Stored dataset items
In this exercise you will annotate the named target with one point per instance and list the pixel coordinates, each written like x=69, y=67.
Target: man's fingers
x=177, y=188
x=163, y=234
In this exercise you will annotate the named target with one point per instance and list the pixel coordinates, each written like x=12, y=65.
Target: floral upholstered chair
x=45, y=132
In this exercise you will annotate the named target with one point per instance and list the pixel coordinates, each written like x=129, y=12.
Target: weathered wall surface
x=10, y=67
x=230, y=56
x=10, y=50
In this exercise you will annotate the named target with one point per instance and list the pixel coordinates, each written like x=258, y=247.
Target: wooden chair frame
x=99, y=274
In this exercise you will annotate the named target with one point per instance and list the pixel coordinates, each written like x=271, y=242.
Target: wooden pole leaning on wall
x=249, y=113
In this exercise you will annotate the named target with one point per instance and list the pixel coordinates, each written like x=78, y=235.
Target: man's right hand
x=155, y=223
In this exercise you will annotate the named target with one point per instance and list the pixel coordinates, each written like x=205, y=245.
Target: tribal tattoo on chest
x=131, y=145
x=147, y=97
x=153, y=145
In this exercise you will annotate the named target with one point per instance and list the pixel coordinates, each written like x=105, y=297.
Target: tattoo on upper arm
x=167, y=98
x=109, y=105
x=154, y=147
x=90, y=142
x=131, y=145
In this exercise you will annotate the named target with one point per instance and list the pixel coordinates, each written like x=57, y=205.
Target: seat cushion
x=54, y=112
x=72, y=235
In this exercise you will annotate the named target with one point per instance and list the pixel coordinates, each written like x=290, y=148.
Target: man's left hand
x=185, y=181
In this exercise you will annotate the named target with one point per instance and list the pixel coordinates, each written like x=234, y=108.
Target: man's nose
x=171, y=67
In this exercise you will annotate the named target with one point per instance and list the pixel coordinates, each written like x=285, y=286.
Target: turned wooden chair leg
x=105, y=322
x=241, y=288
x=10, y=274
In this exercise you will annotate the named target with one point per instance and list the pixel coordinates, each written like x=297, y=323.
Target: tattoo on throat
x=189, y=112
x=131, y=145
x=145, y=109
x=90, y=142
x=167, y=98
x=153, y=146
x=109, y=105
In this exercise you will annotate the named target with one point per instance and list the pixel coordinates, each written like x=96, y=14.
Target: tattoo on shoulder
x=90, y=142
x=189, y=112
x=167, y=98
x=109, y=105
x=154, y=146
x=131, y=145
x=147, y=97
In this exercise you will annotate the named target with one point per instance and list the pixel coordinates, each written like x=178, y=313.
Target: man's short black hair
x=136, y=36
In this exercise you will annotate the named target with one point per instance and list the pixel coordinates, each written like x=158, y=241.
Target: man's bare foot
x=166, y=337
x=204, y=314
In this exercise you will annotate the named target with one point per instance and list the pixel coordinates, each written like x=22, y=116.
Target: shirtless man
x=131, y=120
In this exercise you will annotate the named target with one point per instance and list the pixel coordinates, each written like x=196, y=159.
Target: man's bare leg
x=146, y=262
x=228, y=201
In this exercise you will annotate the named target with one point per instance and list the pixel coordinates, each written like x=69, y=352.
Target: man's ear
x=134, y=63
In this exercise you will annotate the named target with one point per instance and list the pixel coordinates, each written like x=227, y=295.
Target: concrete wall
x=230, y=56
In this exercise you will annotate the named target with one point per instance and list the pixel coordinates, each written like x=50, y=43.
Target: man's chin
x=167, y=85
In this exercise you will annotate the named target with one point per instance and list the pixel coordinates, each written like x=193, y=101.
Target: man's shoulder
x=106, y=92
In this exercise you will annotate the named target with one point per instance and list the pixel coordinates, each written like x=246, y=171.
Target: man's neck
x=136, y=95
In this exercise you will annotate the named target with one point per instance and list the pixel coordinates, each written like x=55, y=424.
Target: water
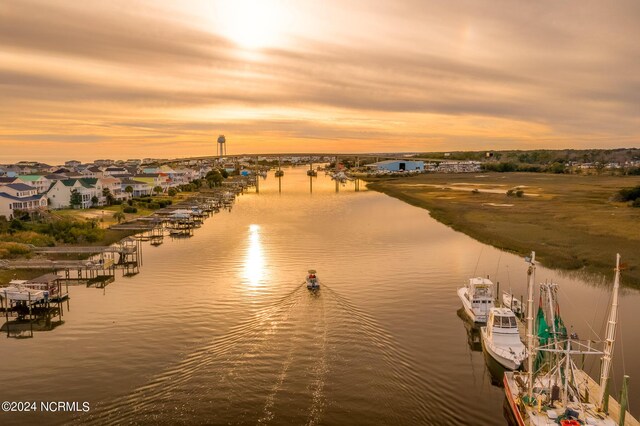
x=219, y=329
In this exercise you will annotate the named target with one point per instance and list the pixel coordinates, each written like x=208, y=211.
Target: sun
x=252, y=24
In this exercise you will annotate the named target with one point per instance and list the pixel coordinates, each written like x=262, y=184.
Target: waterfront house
x=60, y=193
x=19, y=196
x=139, y=188
x=40, y=182
x=72, y=164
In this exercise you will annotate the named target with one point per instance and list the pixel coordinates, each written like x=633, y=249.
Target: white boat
x=477, y=298
x=18, y=290
x=312, y=280
x=510, y=301
x=501, y=338
x=554, y=390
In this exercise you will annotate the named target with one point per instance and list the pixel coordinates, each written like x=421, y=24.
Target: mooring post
x=624, y=399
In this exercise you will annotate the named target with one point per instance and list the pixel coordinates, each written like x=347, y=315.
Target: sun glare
x=252, y=24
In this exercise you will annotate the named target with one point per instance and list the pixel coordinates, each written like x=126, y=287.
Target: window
x=505, y=322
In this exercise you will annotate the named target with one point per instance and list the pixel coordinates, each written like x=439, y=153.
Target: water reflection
x=473, y=331
x=254, y=260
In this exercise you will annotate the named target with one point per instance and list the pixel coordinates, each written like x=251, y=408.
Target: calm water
x=218, y=328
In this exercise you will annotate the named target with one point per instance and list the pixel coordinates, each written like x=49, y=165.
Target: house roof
x=21, y=187
x=30, y=198
x=30, y=178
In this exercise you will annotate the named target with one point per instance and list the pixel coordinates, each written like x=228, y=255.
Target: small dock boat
x=501, y=338
x=477, y=298
x=509, y=300
x=312, y=280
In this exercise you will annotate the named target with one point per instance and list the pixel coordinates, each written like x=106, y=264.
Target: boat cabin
x=502, y=321
x=480, y=292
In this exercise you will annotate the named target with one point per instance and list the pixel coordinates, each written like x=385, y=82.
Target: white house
x=40, y=182
x=60, y=193
x=139, y=188
x=18, y=196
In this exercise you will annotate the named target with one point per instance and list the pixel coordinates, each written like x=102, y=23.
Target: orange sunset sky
x=156, y=78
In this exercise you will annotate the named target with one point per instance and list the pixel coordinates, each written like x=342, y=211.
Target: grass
x=569, y=220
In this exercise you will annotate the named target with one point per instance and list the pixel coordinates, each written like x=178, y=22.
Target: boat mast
x=611, y=333
x=530, y=281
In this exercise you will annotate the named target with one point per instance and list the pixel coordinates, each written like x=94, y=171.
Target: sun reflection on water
x=254, y=260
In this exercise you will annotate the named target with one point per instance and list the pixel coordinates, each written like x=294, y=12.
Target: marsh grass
x=571, y=221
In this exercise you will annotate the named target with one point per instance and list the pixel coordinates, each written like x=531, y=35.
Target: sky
x=156, y=78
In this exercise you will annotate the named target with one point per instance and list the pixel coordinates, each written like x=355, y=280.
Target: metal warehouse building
x=397, y=165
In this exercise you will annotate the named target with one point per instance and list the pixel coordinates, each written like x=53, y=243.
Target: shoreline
x=565, y=219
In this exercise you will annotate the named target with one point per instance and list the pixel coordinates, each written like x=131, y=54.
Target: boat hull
x=477, y=317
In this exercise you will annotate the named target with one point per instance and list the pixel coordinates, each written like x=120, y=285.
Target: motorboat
x=501, y=338
x=510, y=301
x=477, y=298
x=312, y=280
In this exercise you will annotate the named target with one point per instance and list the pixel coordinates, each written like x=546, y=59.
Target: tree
x=119, y=216
x=76, y=199
x=106, y=193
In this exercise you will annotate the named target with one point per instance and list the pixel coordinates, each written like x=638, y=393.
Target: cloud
x=470, y=73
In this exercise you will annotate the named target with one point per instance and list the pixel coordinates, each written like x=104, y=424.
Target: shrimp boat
x=477, y=298
x=501, y=338
x=312, y=280
x=554, y=390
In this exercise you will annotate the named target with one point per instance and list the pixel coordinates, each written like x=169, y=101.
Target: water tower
x=222, y=146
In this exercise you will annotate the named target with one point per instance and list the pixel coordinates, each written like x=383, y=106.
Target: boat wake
x=276, y=368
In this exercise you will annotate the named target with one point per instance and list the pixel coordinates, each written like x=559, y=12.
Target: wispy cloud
x=414, y=74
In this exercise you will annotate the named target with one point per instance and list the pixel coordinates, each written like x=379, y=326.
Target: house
x=114, y=186
x=40, y=182
x=154, y=179
x=19, y=196
x=60, y=193
x=397, y=165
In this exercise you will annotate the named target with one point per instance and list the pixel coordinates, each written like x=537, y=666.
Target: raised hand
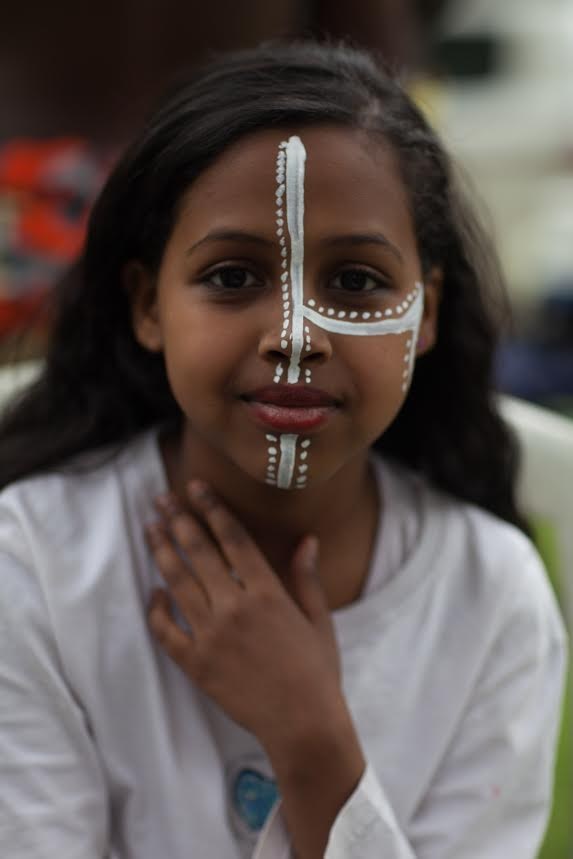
x=255, y=648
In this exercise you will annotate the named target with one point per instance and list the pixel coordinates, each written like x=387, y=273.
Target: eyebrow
x=230, y=236
x=358, y=239
x=355, y=239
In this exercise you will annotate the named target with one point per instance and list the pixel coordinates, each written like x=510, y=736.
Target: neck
x=342, y=512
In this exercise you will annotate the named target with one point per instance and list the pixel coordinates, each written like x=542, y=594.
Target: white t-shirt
x=453, y=666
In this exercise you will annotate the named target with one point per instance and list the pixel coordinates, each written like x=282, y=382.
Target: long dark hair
x=100, y=387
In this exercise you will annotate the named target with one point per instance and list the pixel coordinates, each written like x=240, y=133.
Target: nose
x=277, y=344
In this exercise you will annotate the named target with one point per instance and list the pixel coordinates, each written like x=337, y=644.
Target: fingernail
x=312, y=553
x=153, y=531
x=200, y=491
x=168, y=504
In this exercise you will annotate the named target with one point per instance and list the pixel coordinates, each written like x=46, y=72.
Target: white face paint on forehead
x=286, y=463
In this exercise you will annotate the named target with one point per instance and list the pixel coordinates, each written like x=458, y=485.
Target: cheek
x=383, y=361
x=381, y=375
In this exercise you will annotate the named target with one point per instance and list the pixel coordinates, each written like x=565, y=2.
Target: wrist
x=311, y=745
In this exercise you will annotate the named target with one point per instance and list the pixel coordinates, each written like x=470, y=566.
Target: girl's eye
x=357, y=280
x=232, y=277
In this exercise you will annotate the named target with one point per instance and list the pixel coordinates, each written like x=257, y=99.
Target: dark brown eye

### TASK DIRECTIONS:
Starting with the line that has "like x=227, y=295." and going on through the line that has "like x=347, y=315.", transcribe the records above exactly, but skip the pictures.

### COMPLETED EXERCISE:
In this exercise you will annotate the named target with one point per instance and list the pixel coordinates, each written like x=227, y=295.
Target: concrete wall
x=230, y=56
In this exercise you will annotate the named target with one point per instance and list the pixel coordinates, each written like x=50, y=43.
Target: man's chin
x=167, y=85
In this exercise you will annotate the named target with one point per instance and list the pixel coordinates, each written like x=193, y=101.
Target: man's shoulder
x=106, y=92
In this exercise you will annotate the named target with one point per instance and list the pixel coordinates, each written like x=246, y=171.
Target: man's neck
x=136, y=95
In this exercise you will annotate the named target with one point per instance and list the pixel coordinates, each written like x=55, y=424.
Target: water
x=219, y=329
In this exercise you will annotate the named target with one point per instance and list the pixel coordinates, each written like x=208, y=211.
Target: sun
x=252, y=24
In this exercise you will annotate the named target with one point per instance and list the pixel coordinates, each written like x=262, y=184.
Target: waterfront house
x=60, y=193
x=19, y=196
x=139, y=188
x=40, y=182
x=72, y=164
In this exercise you will annotate the named target with one point per instance and list the pixel coordinates, each written like x=633, y=249.
Target: white boat
x=477, y=298
x=18, y=290
x=312, y=280
x=510, y=301
x=501, y=338
x=554, y=390
In this exercise you will annotate the named target with one point per instance and list the pixel coordinates, each written like x=421, y=24.
Target: mooring post
x=624, y=399
In this exercise you will annotate the named target with one point per instance and list the pixel coordinates, each written like x=347, y=315.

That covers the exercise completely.